[RECORDS SHOWN]
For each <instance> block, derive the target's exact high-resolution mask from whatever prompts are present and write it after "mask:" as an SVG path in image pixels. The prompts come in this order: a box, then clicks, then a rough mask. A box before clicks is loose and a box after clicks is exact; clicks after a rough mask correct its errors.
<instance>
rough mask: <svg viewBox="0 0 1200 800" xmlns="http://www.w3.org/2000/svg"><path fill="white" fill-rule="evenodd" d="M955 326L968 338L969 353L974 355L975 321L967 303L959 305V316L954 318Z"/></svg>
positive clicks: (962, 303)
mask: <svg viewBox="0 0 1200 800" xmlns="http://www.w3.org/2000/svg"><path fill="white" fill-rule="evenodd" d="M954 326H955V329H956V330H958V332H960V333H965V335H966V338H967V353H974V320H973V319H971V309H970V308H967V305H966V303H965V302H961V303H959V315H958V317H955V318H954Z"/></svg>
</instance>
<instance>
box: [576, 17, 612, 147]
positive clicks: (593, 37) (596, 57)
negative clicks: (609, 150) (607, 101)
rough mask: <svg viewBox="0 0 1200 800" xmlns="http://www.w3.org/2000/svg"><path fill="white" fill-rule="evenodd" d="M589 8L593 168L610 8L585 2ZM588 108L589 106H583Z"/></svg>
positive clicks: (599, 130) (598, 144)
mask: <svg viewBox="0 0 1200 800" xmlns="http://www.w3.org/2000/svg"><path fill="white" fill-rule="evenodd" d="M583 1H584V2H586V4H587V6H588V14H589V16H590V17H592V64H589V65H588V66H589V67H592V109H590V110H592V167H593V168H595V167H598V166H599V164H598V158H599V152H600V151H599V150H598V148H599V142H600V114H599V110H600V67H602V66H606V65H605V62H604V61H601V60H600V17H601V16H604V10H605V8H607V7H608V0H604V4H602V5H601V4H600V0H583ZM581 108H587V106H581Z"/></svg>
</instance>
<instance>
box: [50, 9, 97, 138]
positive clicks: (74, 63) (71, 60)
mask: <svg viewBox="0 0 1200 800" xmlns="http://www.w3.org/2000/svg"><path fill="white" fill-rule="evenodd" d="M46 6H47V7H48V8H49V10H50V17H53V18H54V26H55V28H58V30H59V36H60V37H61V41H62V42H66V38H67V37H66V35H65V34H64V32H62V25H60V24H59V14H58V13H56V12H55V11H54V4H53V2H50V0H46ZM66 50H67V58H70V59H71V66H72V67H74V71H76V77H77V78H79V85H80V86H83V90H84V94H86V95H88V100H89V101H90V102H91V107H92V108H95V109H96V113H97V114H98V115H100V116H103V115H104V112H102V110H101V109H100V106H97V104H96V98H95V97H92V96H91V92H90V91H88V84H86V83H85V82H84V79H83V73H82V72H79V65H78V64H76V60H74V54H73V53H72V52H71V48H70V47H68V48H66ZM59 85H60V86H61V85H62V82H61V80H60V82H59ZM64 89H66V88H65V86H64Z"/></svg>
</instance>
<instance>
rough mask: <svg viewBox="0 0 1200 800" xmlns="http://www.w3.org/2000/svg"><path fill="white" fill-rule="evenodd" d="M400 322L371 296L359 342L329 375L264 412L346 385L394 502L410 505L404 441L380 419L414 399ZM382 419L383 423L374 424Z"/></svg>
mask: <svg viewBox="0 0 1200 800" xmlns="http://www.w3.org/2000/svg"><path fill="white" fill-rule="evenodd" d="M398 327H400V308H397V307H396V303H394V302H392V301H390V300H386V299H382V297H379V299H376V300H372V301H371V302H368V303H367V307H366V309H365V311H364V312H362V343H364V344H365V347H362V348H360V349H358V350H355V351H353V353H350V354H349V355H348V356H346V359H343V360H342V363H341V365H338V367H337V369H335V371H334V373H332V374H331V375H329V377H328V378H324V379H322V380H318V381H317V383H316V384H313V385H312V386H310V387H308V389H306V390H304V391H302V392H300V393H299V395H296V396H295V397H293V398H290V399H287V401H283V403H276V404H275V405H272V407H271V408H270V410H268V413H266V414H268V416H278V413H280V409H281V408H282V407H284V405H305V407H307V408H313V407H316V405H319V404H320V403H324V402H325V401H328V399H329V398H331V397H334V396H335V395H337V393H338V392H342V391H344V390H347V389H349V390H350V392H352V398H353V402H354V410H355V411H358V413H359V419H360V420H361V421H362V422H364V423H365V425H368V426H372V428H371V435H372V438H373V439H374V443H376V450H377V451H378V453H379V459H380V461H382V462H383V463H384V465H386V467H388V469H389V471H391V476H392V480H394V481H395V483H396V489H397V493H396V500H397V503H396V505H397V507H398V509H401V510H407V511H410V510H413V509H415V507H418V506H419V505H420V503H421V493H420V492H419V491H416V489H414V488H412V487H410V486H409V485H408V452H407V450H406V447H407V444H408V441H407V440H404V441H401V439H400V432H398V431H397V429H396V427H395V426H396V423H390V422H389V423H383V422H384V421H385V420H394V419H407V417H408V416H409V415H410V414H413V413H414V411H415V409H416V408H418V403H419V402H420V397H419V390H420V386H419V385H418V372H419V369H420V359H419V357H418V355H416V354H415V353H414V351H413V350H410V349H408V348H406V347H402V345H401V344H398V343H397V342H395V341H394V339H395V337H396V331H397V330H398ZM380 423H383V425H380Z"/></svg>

[YOUR OBJECTIVE]
Could you copy every record above exactly as it stands?

[YOUR SOLUTION]
For each <instance> block, derive the target's exact high-resolution mask from whatever prompts are present and write it after "mask:" as an SVG path in image pixels. The prompts come in this order: a box, then clicks, then a rough mask. A box before clicks is loose and a box after clicks is exact; clicks after a rough mask correct its errors.
<instance>
rough mask: <svg viewBox="0 0 1200 800" xmlns="http://www.w3.org/2000/svg"><path fill="white" fill-rule="evenodd" d="M955 326L968 338L969 353L974 355L975 321L967 303L959 305V316L954 318Z"/></svg>
positive clicks: (962, 303)
mask: <svg viewBox="0 0 1200 800" xmlns="http://www.w3.org/2000/svg"><path fill="white" fill-rule="evenodd" d="M954 326H955V329H956V330H958V332H960V333H965V335H966V338H967V353H974V320H973V319H971V309H970V308H967V305H966V303H965V302H961V303H959V315H958V317H955V318H954Z"/></svg>
</instance>
<instance>
box: [576, 17, 612, 147]
positive clicks: (593, 37) (596, 57)
negative clicks: (609, 150) (607, 101)
rough mask: <svg viewBox="0 0 1200 800" xmlns="http://www.w3.org/2000/svg"><path fill="white" fill-rule="evenodd" d="M589 8L593 168L610 8L585 2ZM588 108L589 106H583Z"/></svg>
positive clicks: (599, 130) (598, 144)
mask: <svg viewBox="0 0 1200 800" xmlns="http://www.w3.org/2000/svg"><path fill="white" fill-rule="evenodd" d="M583 1H584V2H586V4H587V6H588V14H589V16H590V17H592V64H589V65H588V66H589V67H592V109H590V110H592V167H593V168H595V167H598V166H599V164H598V158H599V152H600V151H599V150H598V148H599V142H600V114H599V110H600V67H602V66H606V65H605V62H604V61H601V60H600V17H601V16H604V10H605V8H607V7H608V0H604V4H602V5H601V4H600V0H583ZM581 108H587V106H581Z"/></svg>
</instance>
<instance>
box: [50, 9, 97, 138]
positive clicks: (74, 63) (71, 60)
mask: <svg viewBox="0 0 1200 800" xmlns="http://www.w3.org/2000/svg"><path fill="white" fill-rule="evenodd" d="M46 6H47V7H48V8H49V10H50V17H53V18H54V26H55V28H58V30H59V36H60V37H61V41H62V42H66V38H67V37H66V35H65V34H64V32H62V25H60V24H59V14H58V13H56V12H55V11H54V4H53V2H50V0H46ZM66 50H67V58H70V59H71V66H72V67H74V71H76V77H77V78H79V85H80V86H83V90H84V94H86V95H88V100H89V101H90V102H91V107H92V108H95V109H96V113H97V114H98V115H100V116H103V115H104V112H102V110H101V109H100V106H97V104H96V98H95V97H92V96H91V92H90V91H88V84H86V83H85V82H84V79H83V73H82V72H79V65H78V64H76V60H74V54H73V53H72V52H71V48H70V47H68V48H66ZM59 85H60V86H61V85H62V82H61V80H60V82H59ZM64 89H66V88H65V86H64Z"/></svg>
</instance>
<instance>
rough mask: <svg viewBox="0 0 1200 800" xmlns="http://www.w3.org/2000/svg"><path fill="white" fill-rule="evenodd" d="M400 322L371 296L359 342L329 375L264 412L346 385L394 502L410 505L404 441L380 419L414 399ZM382 419L383 423L374 424Z"/></svg>
mask: <svg viewBox="0 0 1200 800" xmlns="http://www.w3.org/2000/svg"><path fill="white" fill-rule="evenodd" d="M398 327H400V308H397V307H396V303H394V302H392V301H390V300H386V299H382V297H379V299H376V300H372V301H371V302H368V303H367V307H366V309H365V311H364V312H362V343H364V344H365V347H362V348H360V349H358V350H355V351H353V353H350V354H349V355H348V356H346V359H343V360H342V363H341V365H338V367H337V369H335V371H334V373H332V374H331V375H329V377H328V378H324V379H322V380H318V381H317V383H316V384H313V385H312V386H310V387H308V389H306V390H304V391H302V392H300V393H299V395H296V396H295V397H293V398H290V399H287V401H283V403H276V404H275V405H272V407H271V408H270V410H268V413H266V414H268V416H278V413H280V409H281V408H282V407H284V405H305V407H307V408H313V407H316V405H319V404H320V403H324V402H325V401H328V399H329V398H331V397H334V396H335V395H337V393H338V392H342V391H344V390H347V389H349V390H350V392H352V398H353V402H354V410H355V411H358V413H359V419H360V420H361V421H362V422H364V423H365V425H368V426H372V428H371V435H372V438H373V439H374V443H376V450H377V451H378V453H379V459H380V461H382V462H383V463H384V465H386V467H388V469H389V471H391V476H392V480H394V481H395V483H396V489H397V493H396V500H397V503H396V505H397V507H398V509H401V510H407V511H410V510H413V509H415V507H418V506H419V505H420V503H421V493H420V492H419V491H416V489H414V488H412V487H410V486H409V485H408V452H407V450H406V447H407V444H408V441H407V440H404V441H401V439H400V432H398V431H397V429H396V427H395V426H396V423H390V422H389V423H383V422H384V421H385V420H394V419H407V417H408V416H409V415H410V414H413V413H414V411H415V409H416V408H418V403H419V402H420V397H419V390H420V386H419V385H418V372H419V369H420V359H419V357H418V355H416V354H415V353H414V351H413V350H410V349H408V348H406V347H402V345H401V344H398V343H397V342H395V341H394V339H395V337H396V331H397V330H398ZM380 423H383V425H380Z"/></svg>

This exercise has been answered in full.